DATA LINES ->
▼

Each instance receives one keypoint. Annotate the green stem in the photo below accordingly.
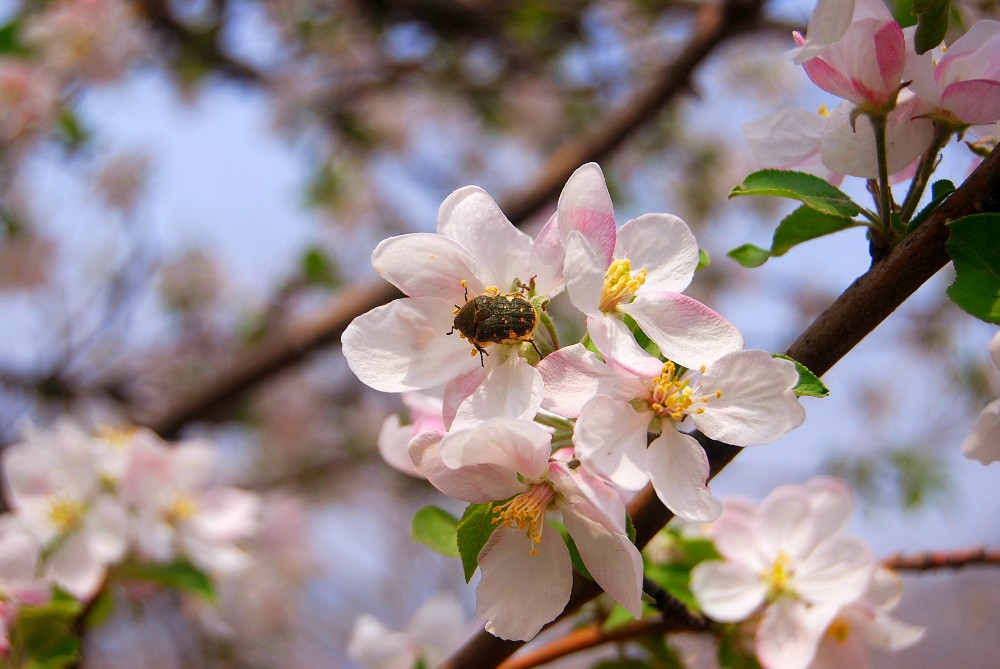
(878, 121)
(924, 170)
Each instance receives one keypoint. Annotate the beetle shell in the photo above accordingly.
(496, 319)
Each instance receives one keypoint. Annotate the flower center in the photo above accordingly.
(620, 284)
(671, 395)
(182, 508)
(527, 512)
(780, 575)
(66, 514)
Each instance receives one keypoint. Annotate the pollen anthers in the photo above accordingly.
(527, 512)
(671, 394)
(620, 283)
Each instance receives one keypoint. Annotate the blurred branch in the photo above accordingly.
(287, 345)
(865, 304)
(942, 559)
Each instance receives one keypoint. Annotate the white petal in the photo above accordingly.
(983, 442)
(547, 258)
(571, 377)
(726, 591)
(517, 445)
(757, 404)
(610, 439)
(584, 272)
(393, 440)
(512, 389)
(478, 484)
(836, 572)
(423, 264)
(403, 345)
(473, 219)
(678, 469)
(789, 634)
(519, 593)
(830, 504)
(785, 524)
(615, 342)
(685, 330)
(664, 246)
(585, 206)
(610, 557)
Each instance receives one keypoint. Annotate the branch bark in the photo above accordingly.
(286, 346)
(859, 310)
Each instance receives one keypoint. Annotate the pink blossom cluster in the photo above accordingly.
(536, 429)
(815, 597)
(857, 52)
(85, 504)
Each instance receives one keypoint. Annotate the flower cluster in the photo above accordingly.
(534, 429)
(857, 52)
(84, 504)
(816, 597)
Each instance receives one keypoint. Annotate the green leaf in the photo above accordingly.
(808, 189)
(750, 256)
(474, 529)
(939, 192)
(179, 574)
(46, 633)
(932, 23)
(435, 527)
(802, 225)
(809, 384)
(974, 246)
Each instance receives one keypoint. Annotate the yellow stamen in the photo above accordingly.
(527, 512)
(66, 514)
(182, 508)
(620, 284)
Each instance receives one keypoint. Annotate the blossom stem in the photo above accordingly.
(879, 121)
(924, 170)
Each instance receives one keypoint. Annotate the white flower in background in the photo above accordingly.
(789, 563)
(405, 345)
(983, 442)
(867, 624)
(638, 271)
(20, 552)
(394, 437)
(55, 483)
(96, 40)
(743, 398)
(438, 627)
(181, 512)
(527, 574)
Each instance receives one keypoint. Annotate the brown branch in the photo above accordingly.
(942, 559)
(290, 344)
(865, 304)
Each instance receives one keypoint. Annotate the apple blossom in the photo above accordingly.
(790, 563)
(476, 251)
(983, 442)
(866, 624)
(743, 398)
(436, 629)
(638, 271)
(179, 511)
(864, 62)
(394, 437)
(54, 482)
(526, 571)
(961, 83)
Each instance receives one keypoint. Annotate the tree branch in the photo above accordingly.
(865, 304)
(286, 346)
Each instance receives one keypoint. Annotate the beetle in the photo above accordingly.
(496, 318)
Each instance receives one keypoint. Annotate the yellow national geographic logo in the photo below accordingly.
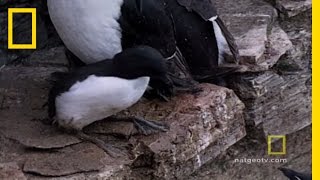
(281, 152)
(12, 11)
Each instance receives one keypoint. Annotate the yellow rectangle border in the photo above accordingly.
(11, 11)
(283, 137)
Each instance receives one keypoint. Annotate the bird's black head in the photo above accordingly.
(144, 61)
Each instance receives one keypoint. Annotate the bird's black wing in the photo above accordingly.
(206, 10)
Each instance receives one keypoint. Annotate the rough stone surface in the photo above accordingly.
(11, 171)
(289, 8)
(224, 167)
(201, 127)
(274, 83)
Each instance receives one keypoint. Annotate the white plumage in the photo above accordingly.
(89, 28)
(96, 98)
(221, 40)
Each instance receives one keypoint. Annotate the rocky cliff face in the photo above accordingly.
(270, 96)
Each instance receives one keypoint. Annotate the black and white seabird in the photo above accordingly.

▲

WHAT THE TASK ASKS -> Switch "rough stone surface" to "weathered rock surface" in everything from the line containing "Each instance receives one keypoint. Annotate the beetle in" down to the end of the rows, and give those lines again with nothing else changed. Leave the pictures out of the answer.

SOLUTION FOR THIS TASK ->
Each instance receives one keypoint. Annotate the beetle in the photo above accordingly.
(496, 318)
Each instance receives one keypoint. Annotate the yellow national geographic logo in the photo below accordingly.
(281, 152)
(12, 11)
Each instance receives one keypoint. Annotate the yellow rectangle border in the photo above accordingly.
(11, 11)
(283, 137)
Each instance receives one keypoint. Annotate the bird's black head in the photo above accordingly.
(144, 61)
Each instance receives one keypoint. Annotate the bird's black wing in the photo above accordingly.
(206, 10)
Each instance receives one keypoint. Annotate the weathered rock surface in the photo above accordingly.
(11, 171)
(289, 8)
(224, 167)
(201, 127)
(274, 83)
Each instance receives one keypoint. Annotate the white plumage in the photo above accordingly.
(89, 28)
(96, 98)
(221, 40)
Each instance receives one keypoint. Annotate the rocky cliff face in the photo above accordingly.
(270, 96)
Each instance receives one keypoint. Annotate the black and white seabird in the photo above accordingly.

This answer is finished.